* What you have to do
Can you give these lines again, substituting "Trace" for every "Outline" and leaving everything else unchanged?

* Data for the task
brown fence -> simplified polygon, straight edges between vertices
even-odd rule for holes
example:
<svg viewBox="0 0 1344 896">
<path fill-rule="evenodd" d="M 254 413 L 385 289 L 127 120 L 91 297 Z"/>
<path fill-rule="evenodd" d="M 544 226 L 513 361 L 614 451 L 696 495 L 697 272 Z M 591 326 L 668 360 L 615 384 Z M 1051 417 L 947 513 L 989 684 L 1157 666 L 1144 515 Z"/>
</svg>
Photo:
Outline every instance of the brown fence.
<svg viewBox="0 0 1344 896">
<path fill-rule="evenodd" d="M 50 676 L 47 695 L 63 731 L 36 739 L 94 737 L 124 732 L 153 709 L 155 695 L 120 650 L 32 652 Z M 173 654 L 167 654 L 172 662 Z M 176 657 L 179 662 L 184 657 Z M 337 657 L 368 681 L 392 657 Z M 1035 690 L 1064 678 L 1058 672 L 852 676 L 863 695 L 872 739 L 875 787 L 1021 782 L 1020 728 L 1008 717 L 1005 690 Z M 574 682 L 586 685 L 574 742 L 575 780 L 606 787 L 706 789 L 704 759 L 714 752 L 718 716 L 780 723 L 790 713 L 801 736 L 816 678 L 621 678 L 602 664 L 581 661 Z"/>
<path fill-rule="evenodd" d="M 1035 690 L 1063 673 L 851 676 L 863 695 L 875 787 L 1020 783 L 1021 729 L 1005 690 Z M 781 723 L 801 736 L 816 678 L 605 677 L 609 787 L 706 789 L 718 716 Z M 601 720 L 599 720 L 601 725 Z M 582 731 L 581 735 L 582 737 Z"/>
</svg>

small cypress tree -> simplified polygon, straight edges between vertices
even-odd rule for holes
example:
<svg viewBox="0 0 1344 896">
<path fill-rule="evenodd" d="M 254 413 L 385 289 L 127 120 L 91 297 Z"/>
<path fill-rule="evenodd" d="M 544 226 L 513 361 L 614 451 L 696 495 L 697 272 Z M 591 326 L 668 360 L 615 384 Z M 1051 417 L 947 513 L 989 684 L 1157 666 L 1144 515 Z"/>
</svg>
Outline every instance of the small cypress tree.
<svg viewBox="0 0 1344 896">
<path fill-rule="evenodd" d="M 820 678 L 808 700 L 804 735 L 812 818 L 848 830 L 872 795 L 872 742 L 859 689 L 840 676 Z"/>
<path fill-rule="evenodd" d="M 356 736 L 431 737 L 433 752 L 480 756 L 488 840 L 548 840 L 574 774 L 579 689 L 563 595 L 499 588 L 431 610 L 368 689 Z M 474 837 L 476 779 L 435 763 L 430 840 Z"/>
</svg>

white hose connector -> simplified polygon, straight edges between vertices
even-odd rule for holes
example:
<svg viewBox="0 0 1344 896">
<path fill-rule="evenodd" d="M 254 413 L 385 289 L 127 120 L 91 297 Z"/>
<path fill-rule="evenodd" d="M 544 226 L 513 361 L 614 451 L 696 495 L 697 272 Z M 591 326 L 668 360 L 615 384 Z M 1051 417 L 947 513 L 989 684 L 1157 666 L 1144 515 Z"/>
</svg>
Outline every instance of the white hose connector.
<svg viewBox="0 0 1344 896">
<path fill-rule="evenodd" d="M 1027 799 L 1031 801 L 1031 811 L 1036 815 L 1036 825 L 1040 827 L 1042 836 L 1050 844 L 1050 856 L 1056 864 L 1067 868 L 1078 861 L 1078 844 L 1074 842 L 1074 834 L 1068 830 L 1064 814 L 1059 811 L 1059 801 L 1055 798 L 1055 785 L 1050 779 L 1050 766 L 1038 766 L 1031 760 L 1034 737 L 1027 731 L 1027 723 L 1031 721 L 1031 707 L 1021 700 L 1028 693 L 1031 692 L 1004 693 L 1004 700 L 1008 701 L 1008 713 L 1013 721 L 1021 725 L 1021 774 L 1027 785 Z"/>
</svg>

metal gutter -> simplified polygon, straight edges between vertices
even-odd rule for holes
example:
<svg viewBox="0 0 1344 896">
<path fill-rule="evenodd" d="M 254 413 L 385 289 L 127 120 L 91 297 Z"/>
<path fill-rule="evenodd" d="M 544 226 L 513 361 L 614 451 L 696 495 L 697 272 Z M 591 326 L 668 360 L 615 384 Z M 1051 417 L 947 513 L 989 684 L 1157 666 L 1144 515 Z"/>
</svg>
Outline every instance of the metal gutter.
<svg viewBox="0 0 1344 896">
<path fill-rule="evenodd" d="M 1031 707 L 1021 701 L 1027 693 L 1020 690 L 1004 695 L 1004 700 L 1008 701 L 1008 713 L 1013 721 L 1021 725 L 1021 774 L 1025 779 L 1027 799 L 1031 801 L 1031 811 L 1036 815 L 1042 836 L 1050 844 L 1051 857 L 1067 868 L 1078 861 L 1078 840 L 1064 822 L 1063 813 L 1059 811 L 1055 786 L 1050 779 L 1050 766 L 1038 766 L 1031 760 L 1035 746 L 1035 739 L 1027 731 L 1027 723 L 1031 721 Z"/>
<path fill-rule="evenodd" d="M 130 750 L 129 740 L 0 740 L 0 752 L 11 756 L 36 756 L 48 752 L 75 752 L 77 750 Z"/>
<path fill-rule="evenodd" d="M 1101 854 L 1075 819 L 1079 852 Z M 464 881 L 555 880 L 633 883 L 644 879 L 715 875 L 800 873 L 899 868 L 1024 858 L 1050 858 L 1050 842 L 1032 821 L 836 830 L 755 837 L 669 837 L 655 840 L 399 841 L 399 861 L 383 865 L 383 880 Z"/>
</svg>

* Result
brown fence -> simplified polygon, straight edges between vertices
even-odd rule for holes
example:
<svg viewBox="0 0 1344 896">
<path fill-rule="evenodd" d="M 254 413 L 385 289 L 127 120 L 91 297 Z"/>
<path fill-rule="evenodd" d="M 544 226 L 513 361 L 614 451 L 696 495 L 697 272 Z M 591 326 L 668 360 L 615 384 Z M 1051 417 L 947 513 L 989 684 L 1157 666 L 1144 515 Z"/>
</svg>
Photo:
Trace every instance of the brown fence.
<svg viewBox="0 0 1344 896">
<path fill-rule="evenodd" d="M 50 676 L 47 695 L 63 731 L 36 739 L 94 737 L 124 732 L 153 709 L 155 695 L 120 650 L 32 652 Z M 173 654 L 167 654 L 172 662 Z M 176 657 L 179 662 L 184 657 Z M 337 657 L 368 681 L 392 657 Z M 1035 690 L 1064 678 L 1058 672 L 852 676 L 863 695 L 872 739 L 875 787 L 1021 782 L 1020 728 L 1008 717 L 1005 690 Z M 574 682 L 586 685 L 574 742 L 575 780 L 606 787 L 706 789 L 704 759 L 714 752 L 718 716 L 780 723 L 790 713 L 801 736 L 816 678 L 621 678 L 602 664 L 581 661 Z"/>
<path fill-rule="evenodd" d="M 1035 690 L 1063 673 L 851 676 L 863 695 L 875 787 L 1020 783 L 1021 729 L 1005 690 Z M 781 723 L 801 736 L 816 678 L 605 677 L 609 787 L 706 789 L 718 716 Z M 601 720 L 599 720 L 601 725 Z M 582 731 L 581 735 L 582 737 Z"/>
</svg>

small cypress tree -> simplified polygon, straight edges between vertices
even-odd rule for holes
example:
<svg viewBox="0 0 1344 896">
<path fill-rule="evenodd" d="M 254 413 L 385 289 L 127 120 L 91 297 Z"/>
<path fill-rule="evenodd" d="M 544 226 L 513 361 L 614 451 L 696 495 L 697 272 Z M 591 326 L 668 360 L 615 384 Z M 1051 417 L 947 513 L 989 684 L 1157 666 L 1144 515 Z"/>
</svg>
Trace every instance of the small cypress tree.
<svg viewBox="0 0 1344 896">
<path fill-rule="evenodd" d="M 820 678 L 808 700 L 804 735 L 812 818 L 848 830 L 872 795 L 872 742 L 859 689 L 840 676 Z"/>
<path fill-rule="evenodd" d="M 356 736 L 431 737 L 433 752 L 480 756 L 488 840 L 548 840 L 574 774 L 579 689 L 563 595 L 499 588 L 431 610 L 368 689 Z M 474 837 L 476 779 L 435 763 L 430 840 Z"/>
</svg>

white hose connector -> simplified polygon, straight edges between vertices
even-odd rule for holes
example:
<svg viewBox="0 0 1344 896">
<path fill-rule="evenodd" d="M 254 413 L 385 289 L 127 120 L 91 297 Z"/>
<path fill-rule="evenodd" d="M 544 226 L 513 361 L 614 451 L 696 495 L 697 272 Z M 591 326 L 668 360 L 615 384 Z M 1051 417 L 947 513 L 989 684 L 1157 666 L 1144 515 Z"/>
</svg>
Trace every instance of the white hose connector.
<svg viewBox="0 0 1344 896">
<path fill-rule="evenodd" d="M 1027 799 L 1031 801 L 1031 811 L 1036 815 L 1036 825 L 1040 827 L 1042 836 L 1050 844 L 1050 856 L 1056 864 L 1067 868 L 1078 861 L 1078 844 L 1074 842 L 1074 834 L 1068 830 L 1064 814 L 1059 811 L 1059 801 L 1055 798 L 1055 785 L 1050 779 L 1050 766 L 1038 766 L 1031 760 L 1034 737 L 1027 731 L 1027 723 L 1031 721 L 1031 707 L 1021 700 L 1028 693 L 1031 692 L 1004 693 L 1004 700 L 1008 701 L 1008 713 L 1013 721 L 1021 725 L 1021 774 L 1027 785 Z"/>
</svg>

metal gutter -> simplified polygon, straight edges between vertices
even-odd rule for holes
example:
<svg viewBox="0 0 1344 896">
<path fill-rule="evenodd" d="M 254 413 L 385 289 L 127 120 L 91 297 Z"/>
<path fill-rule="evenodd" d="M 544 226 L 513 361 L 614 451 L 696 495 L 697 272 Z M 591 326 L 668 360 L 615 384 Z M 1051 417 L 947 513 L 989 684 L 1157 666 L 1144 515 Z"/>
</svg>
Trace every instance of the metal gutter.
<svg viewBox="0 0 1344 896">
<path fill-rule="evenodd" d="M 1031 707 L 1021 701 L 1027 693 L 1020 690 L 1004 695 L 1004 700 L 1008 701 L 1008 713 L 1013 721 L 1021 725 L 1021 774 L 1025 779 L 1027 799 L 1031 801 L 1031 811 L 1036 815 L 1042 836 L 1050 844 L 1051 857 L 1067 868 L 1078 861 L 1078 840 L 1064 822 L 1063 813 L 1059 811 L 1055 786 L 1050 779 L 1050 766 L 1038 766 L 1031 760 L 1035 746 L 1035 739 L 1027 731 L 1027 723 L 1031 721 Z"/>
<path fill-rule="evenodd" d="M 130 750 L 129 740 L 0 740 L 0 752 L 11 756 L 36 756 L 48 752 L 75 752 L 77 750 Z"/>
<path fill-rule="evenodd" d="M 1101 854 L 1075 819 L 1079 852 Z M 464 881 L 555 880 L 633 883 L 644 879 L 715 875 L 800 873 L 899 868 L 1024 858 L 1050 858 L 1050 842 L 1032 821 L 836 830 L 755 837 L 669 837 L 655 840 L 399 841 L 399 861 L 383 865 L 383 880 Z"/>
</svg>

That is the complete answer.